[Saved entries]
----------
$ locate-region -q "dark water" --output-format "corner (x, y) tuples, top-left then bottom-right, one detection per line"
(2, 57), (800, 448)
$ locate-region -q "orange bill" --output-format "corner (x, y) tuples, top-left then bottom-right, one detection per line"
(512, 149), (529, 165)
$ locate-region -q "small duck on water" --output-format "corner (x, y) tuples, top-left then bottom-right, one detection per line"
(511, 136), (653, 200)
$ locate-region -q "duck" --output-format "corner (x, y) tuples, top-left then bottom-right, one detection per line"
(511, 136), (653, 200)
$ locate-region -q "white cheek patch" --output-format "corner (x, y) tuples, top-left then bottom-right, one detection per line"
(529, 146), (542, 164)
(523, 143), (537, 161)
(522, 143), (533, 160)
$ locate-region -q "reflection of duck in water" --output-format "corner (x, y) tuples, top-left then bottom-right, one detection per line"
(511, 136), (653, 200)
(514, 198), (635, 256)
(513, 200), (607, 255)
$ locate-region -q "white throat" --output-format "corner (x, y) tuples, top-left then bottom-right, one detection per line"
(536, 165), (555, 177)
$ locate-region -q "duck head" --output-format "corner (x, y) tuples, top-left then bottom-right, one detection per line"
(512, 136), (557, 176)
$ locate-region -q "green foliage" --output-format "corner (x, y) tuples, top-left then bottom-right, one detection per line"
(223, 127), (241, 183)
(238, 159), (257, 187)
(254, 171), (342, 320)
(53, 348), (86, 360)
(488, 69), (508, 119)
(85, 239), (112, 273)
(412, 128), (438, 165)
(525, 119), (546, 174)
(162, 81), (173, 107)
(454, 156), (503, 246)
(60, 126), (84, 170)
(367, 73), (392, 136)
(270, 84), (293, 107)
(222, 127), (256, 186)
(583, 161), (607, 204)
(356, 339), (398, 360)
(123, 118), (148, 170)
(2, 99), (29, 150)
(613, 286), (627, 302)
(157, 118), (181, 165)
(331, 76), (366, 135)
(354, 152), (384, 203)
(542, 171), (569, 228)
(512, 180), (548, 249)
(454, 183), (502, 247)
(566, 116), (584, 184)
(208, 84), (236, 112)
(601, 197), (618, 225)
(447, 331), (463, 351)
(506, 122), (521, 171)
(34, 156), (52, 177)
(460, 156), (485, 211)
----------
** PROBLEM DETAILS **
Go through the records and output them all, word for word.

** EXPECTED ANSWER **
$ locate-region -q "dark water" --output-format "corner (x, y) tuples, top-left then bottom-right, one detection per line"
(2, 57), (800, 448)
$ locate-region -q "orange bill" --output-format "corner (x, y) tuples, top-left then bottom-right, one detection per line"
(512, 149), (529, 165)
$ locate-region -q "small duck on water" --output-format "corner (x, y) tuples, top-left then bottom-right, one detection per line"
(511, 136), (653, 200)
$ locate-region -q "duck" --output-format "corner (x, y) tuples, top-left then bottom-right, one detection per line"
(511, 136), (653, 200)
$ locate-region -q "white cheek patch" --output-format "corner (x, y) tuples, top-left then bottom-right, one detection per line"
(529, 146), (542, 164)
(523, 143), (537, 161)
(522, 143), (533, 160)
$ locate-region -q "reflection of duck in water" --output-format "corner (x, y) tuples, top-left then bottom-right, one detection per line"
(511, 136), (653, 200)
(514, 198), (635, 256)
(513, 200), (607, 255)
$ locate-region -q "white throat" --output-format "corner (x, y) tuples, top-left then bottom-right, one detection per line"
(536, 165), (555, 177)
$ locate-region -q "duck head" --output-format "corner (x, y) tuples, top-left then bottom-right, one detection per line"
(512, 136), (557, 176)
$ locate-region -q "green foliage" --output-format "corner (x, y) tuples, top-left then bottom-right, one detection per line"
(223, 127), (241, 183)
(238, 159), (257, 187)
(254, 171), (342, 320)
(53, 348), (86, 360)
(488, 69), (508, 119)
(85, 239), (112, 273)
(412, 128), (438, 165)
(525, 119), (546, 174)
(162, 81), (173, 107)
(454, 156), (503, 246)
(60, 126), (84, 170)
(367, 73), (392, 136)
(270, 84), (293, 107)
(222, 127), (256, 186)
(583, 161), (607, 204)
(356, 339), (398, 360)
(123, 118), (148, 170)
(2, 99), (29, 150)
(613, 286), (627, 302)
(157, 118), (181, 165)
(331, 76), (366, 135)
(354, 152), (384, 203)
(542, 171), (569, 228)
(512, 180), (548, 249)
(454, 183), (502, 247)
(566, 116), (584, 184)
(208, 84), (236, 112)
(601, 197), (618, 225)
(447, 331), (463, 351)
(506, 122), (521, 171)
(34, 156), (52, 177)
(460, 156), (485, 211)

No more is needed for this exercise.